== Problem statement ==
Rescale the rows that begin at the line containing "Can you find the utility" and run through the end of the rows, giving every line again with the requests included. Multiply each coordinate in the answers by 1.7 and round it to a whole number, with halves rounded up.
-- BEGIN Entries provided --
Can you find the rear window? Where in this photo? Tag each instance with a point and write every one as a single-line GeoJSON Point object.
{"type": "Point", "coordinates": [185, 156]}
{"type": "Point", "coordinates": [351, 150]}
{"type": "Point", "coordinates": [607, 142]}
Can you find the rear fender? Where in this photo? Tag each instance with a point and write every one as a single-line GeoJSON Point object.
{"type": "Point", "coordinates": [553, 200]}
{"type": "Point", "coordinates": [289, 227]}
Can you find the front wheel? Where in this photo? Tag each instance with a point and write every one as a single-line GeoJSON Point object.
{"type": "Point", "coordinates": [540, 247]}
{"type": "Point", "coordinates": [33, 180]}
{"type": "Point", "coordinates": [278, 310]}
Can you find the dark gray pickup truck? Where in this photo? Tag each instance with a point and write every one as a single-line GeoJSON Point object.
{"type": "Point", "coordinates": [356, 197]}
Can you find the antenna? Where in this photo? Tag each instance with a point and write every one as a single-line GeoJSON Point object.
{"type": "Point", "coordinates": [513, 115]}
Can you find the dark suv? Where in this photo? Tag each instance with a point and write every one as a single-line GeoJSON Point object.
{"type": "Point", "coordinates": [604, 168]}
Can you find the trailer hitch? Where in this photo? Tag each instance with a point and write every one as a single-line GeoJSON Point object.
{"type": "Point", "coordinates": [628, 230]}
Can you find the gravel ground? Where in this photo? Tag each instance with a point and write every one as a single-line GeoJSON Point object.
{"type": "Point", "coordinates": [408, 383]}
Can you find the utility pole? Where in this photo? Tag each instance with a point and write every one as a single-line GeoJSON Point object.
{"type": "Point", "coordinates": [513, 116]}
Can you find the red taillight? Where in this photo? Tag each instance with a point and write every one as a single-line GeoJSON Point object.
-- END Entries provided --
== Solution to the problem ==
Can you find the utility pole? Where in this photo? Tag each instance with a point and write every one as a single-line GeoJSON Point object.
{"type": "Point", "coordinates": [872, 197]}
Can you find the red taillight? Where in this photo? Tag each instance with a point and write every one as a single-line GeoJSON Point object.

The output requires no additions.